Collection entries:
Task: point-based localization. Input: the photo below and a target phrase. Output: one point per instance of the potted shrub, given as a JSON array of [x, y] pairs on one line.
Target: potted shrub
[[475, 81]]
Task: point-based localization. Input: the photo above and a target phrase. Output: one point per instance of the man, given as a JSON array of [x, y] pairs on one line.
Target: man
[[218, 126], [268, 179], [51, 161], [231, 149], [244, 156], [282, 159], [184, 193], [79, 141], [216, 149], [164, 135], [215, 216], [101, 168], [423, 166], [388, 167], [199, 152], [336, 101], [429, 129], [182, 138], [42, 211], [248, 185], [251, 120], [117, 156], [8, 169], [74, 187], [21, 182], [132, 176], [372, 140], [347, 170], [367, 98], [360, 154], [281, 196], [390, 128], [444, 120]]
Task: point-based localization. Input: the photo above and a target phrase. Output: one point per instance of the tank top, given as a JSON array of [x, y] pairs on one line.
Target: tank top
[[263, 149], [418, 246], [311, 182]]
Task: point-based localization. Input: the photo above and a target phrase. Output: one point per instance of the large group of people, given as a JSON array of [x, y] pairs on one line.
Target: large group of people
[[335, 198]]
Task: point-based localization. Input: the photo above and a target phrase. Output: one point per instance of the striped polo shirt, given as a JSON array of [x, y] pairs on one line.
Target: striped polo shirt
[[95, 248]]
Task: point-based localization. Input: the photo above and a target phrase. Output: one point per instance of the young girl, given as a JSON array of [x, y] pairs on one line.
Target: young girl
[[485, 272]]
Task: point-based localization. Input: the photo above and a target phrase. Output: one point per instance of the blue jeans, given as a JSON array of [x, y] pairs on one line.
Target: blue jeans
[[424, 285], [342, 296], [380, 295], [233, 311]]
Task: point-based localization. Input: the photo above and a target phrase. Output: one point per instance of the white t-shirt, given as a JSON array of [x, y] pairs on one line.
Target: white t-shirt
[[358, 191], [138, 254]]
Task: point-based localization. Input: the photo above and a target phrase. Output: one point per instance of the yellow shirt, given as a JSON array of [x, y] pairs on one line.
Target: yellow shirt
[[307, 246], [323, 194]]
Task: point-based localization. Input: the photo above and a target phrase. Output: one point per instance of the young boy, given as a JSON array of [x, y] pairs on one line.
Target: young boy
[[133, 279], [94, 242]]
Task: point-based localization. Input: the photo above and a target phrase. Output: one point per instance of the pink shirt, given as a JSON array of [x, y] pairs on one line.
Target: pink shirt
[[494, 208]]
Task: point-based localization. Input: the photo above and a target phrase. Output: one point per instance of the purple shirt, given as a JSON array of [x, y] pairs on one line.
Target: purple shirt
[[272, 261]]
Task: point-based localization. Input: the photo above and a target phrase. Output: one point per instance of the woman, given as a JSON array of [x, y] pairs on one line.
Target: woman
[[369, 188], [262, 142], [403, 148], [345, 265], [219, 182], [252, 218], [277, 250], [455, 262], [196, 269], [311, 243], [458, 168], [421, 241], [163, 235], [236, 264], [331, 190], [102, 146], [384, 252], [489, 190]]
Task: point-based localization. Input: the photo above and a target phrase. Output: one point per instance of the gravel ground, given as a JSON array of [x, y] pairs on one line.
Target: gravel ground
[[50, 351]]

• **STATED EXERCISE**: Put the records into a two-column CSV with the headers instruction and response, one row per record, each value in a single quoted field with line breaks turned into spaces. Begin at the start of the records and stop after the line that contains "[[475, 81]]".

• **RESPONSE BELOW**:
instruction,response
"Task: point-based localization. Input: the photo below and a target phrase. Output: one point per instance of the potted shrub, given as a JSON array of [x, y] pairs on one line. Target: potted shrub","[[475, 81]]"